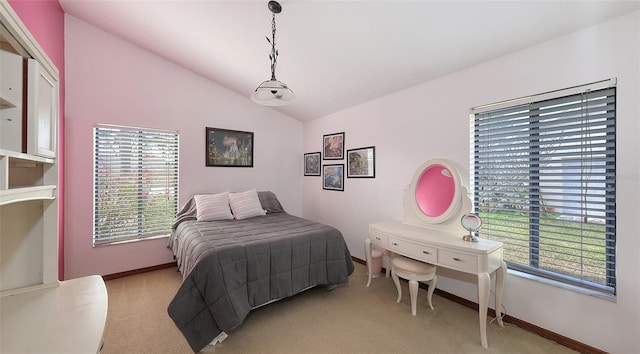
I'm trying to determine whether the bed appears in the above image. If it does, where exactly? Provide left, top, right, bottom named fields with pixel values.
left=168, top=191, right=354, bottom=352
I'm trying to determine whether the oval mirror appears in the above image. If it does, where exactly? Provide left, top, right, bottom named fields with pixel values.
left=416, top=164, right=456, bottom=218
left=460, top=213, right=482, bottom=242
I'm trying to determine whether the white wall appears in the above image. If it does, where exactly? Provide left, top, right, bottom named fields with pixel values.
left=303, top=12, right=640, bottom=353
left=64, top=15, right=303, bottom=279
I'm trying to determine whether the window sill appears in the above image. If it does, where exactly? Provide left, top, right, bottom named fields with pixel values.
left=507, top=269, right=617, bottom=302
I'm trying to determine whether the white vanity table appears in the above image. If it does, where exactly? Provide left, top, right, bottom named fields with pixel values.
left=365, top=159, right=507, bottom=348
------------
## [DIRECTIONS]
Copy every line above word for word, leaving out the picture.

## [ANSWER TO THIS EXERCISE]
I'm trying to determine whether the bed appears in the above image. If it does, where exactly? Provide left, top, right, bottom named fields with pixel values.
left=168, top=191, right=354, bottom=352
I'm trying to determine whether the oval mirror appears in the above image. If it does, where exactly? Provide left, top, right, bottom named fields with pixel values.
left=416, top=164, right=456, bottom=218
left=460, top=213, right=482, bottom=242
I'm trying to determine whether the white wall appears in the above image. If it does, where exactly? Provide left, top, right, bottom named fields with pixel values.
left=303, top=12, right=640, bottom=353
left=64, top=15, right=303, bottom=279
I'm trying to determine whether the window sill appears in the above image. If it does, where exactly? Provide left, top, right, bottom named fields with pixel values.
left=507, top=269, right=617, bottom=302
I'm trying to determine whether the white vanity table appears in the above image. If it does, where exactly? Provide left, top, right, bottom named fields with pixel values.
left=365, top=159, right=507, bottom=348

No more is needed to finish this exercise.